##### Task inputs #####

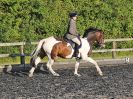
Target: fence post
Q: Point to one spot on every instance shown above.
(113, 52)
(22, 56)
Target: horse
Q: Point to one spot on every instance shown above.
(54, 48)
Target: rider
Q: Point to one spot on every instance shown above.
(72, 33)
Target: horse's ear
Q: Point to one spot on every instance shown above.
(90, 36)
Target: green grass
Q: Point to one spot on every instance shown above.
(16, 60)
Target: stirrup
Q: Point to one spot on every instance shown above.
(78, 57)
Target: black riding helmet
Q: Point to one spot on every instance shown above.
(73, 14)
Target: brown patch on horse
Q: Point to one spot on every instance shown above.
(60, 49)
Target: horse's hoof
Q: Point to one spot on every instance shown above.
(101, 74)
(57, 75)
(78, 75)
(30, 75)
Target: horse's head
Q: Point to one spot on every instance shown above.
(93, 34)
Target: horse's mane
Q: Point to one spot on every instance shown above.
(90, 30)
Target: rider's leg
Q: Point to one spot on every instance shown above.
(78, 43)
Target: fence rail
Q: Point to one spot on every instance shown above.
(22, 44)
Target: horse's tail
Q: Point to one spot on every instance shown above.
(38, 48)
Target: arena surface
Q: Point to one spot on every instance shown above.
(117, 83)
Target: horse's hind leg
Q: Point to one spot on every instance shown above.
(34, 63)
(76, 68)
(49, 66)
(89, 59)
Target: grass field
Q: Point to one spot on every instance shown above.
(16, 60)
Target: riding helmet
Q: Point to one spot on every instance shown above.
(73, 14)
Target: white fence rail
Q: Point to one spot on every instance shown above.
(113, 50)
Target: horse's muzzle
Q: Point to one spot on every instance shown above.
(102, 45)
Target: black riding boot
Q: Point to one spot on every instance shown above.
(77, 52)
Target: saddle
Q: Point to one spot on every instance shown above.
(73, 45)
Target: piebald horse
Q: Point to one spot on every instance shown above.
(53, 48)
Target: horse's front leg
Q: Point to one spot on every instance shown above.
(76, 68)
(89, 59)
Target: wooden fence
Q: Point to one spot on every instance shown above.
(22, 44)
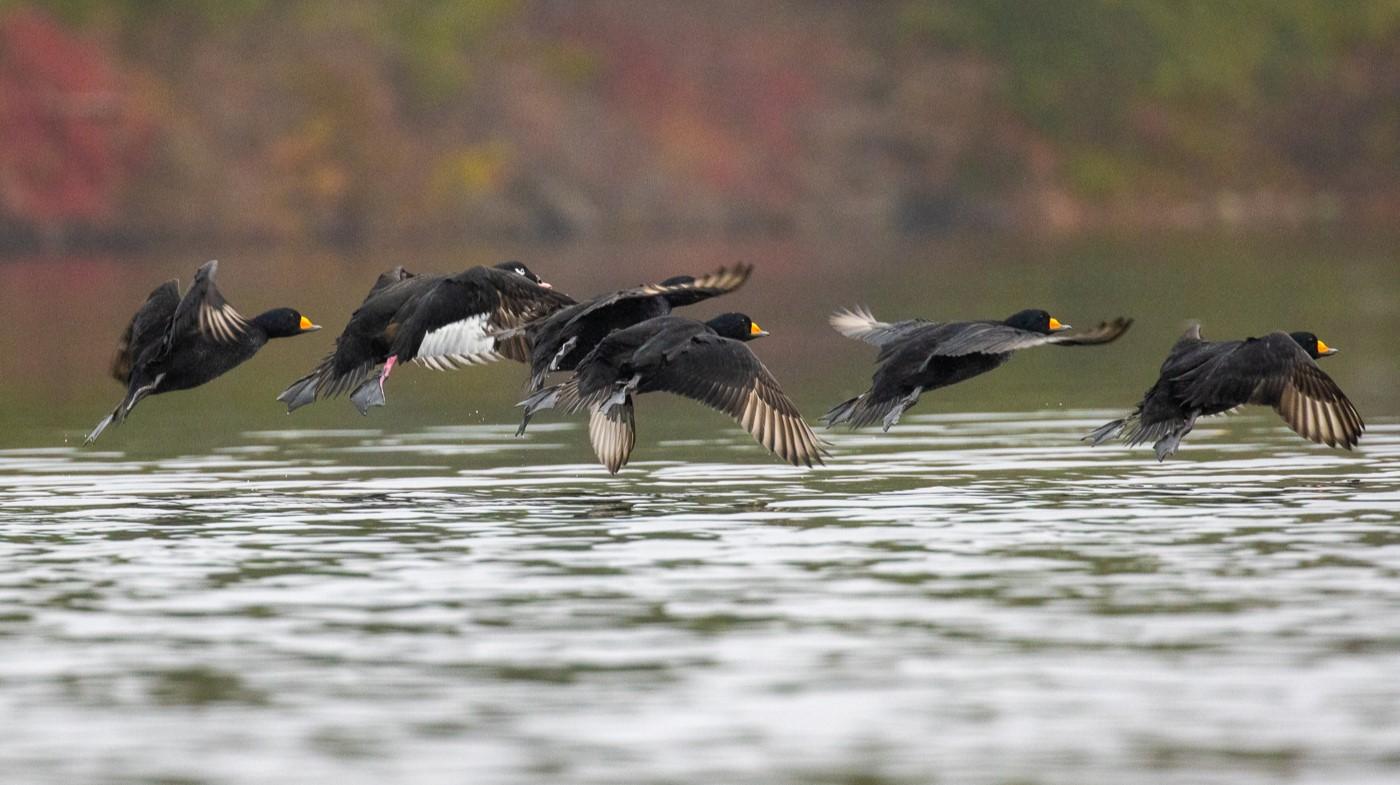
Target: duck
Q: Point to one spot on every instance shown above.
(917, 356)
(704, 361)
(440, 322)
(1201, 378)
(562, 339)
(177, 343)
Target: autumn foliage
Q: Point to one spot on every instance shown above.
(72, 132)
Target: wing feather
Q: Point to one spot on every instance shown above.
(205, 309)
(149, 326)
(724, 375)
(858, 323)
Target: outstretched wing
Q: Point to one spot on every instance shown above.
(1276, 371)
(724, 375)
(205, 309)
(858, 323)
(457, 321)
(688, 293)
(996, 337)
(149, 326)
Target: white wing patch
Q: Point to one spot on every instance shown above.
(458, 344)
(221, 322)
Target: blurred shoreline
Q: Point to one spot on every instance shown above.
(359, 125)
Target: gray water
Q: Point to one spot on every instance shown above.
(221, 593)
(972, 598)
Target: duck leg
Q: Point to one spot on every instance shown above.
(1169, 444)
(371, 393)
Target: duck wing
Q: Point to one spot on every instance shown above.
(724, 375)
(1276, 371)
(149, 326)
(996, 337)
(205, 311)
(858, 323)
(455, 322)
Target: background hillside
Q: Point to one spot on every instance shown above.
(130, 122)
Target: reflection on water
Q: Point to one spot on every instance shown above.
(972, 598)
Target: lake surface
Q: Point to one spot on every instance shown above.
(221, 593)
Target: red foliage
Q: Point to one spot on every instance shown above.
(70, 132)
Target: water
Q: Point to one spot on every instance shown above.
(966, 599)
(220, 593)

#####

# Required work
Rewrite all of the items above with "one spot" replaced by "a single point" wherever it occurs, changing nothing else. Omit the pictures from your output.

# Answer
Target: fence post
Q: Point to a single point on every instance shown above.
(113, 52)
(22, 56)
Target: horse
Q: Point to a single point on every instance shown above.
(54, 48)
Target: rider
Q: Point to a single point on every instance shown above.
(72, 33)
Target: horse's ear
Q: Point to a single point on every instance shown above.
(90, 36)
Target: green grass
Q: Point to a single point on every instance shown above.
(16, 60)
Target: stirrup
Q: Point to a single point on every instance shown above.
(78, 57)
Target: black riding helmet
Q: Point to a single point on every instance shown above.
(73, 14)
Target: brown patch on horse
Q: Point to a single point on every instance shown above.
(60, 49)
Target: horse's hoof
Q: Point to a single point on every instance shown above.
(101, 74)
(57, 75)
(78, 75)
(30, 75)
Target: horse's head
Q: Point to a single point on every instance shown above.
(93, 34)
Target: horse's mane
Q: Point to a single point on every instance shown above.
(90, 30)
Target: rider's leg
Q: Point to a single point on every instance shown above.
(78, 43)
Target: fence rail
Q: Point to a single point on every instance shown above.
(22, 44)
Target: horse's tail
Q: Point to a single point on every instance shown above.
(38, 48)
Target: arena surface
Q: Point to a single point on every instance shown above.
(117, 83)
Target: horse's hind leg
Q: Point to a single point on every instance shown above.
(34, 63)
(76, 68)
(49, 66)
(89, 59)
Target: grass field
Q: Point to a single point on every instance shown above.
(16, 60)
Target: riding helmet
Q: Point to a single point on every instance shown above.
(73, 14)
Target: white fence rail
Q: Point to a single point on every instance shown above.
(113, 50)
Target: horse's muzzle
Q: Point to a single point on every instance shown above.
(102, 45)
Target: black riding boot
Q: Point to a single point on every instance shown above.
(77, 52)
Target: saddle
Q: Point to a single point on every instance shown above.
(73, 45)
Target: piebald horse
Q: Point to a single point on every instance shown above.
(53, 48)
Target: horse's front leg
Q: Point to a single point on every instance shown above.
(76, 68)
(89, 59)
Target: wooden fence
Q: Point to a single point on every instance shown above.
(22, 44)
Target: duck
Q: Point to a single point on every instance shown above.
(917, 356)
(704, 361)
(440, 322)
(1201, 378)
(562, 339)
(177, 343)
Target: autumn foliage
Q: Point to a single point on every instance shown above.
(72, 132)
Target: wing feather
Q: Point to a single point on every instance shown above.
(205, 309)
(149, 326)
(724, 375)
(858, 323)
Target: outstretched wing
Q: Point to a single point on every instance shown above.
(1276, 371)
(724, 375)
(205, 309)
(858, 323)
(457, 321)
(688, 293)
(996, 337)
(149, 326)
Target: white wing patch
Q: Point to a single point on every instance shown above.
(458, 344)
(221, 322)
Target: blurred shoreline
Q: Point to a single point on every instance shown above.
(359, 125)
Target: gray water
Q: Point to a single point on every instance shown above.
(221, 593)
(972, 598)
Target: duck leg
Q: Point to a single point on every instance shown above.
(1169, 444)
(371, 393)
Target: duck wing
Q: Point to a single point on every instance shown above.
(724, 375)
(1276, 371)
(149, 326)
(996, 337)
(205, 311)
(858, 323)
(455, 322)
Target: background hillside
Q: Point to a single point on every instance shown above.
(130, 122)
Target: reflection on water
Q: Point to a single point on every instance shown above.
(972, 598)
Target: lake surface
Q: Point to a single point on every instance shown above.
(221, 593)
Target: red foliage
Q: Point to a single point on every instance shown above.
(70, 132)
Target: water
Q: Point to a single point on every instance shown above.
(966, 599)
(220, 593)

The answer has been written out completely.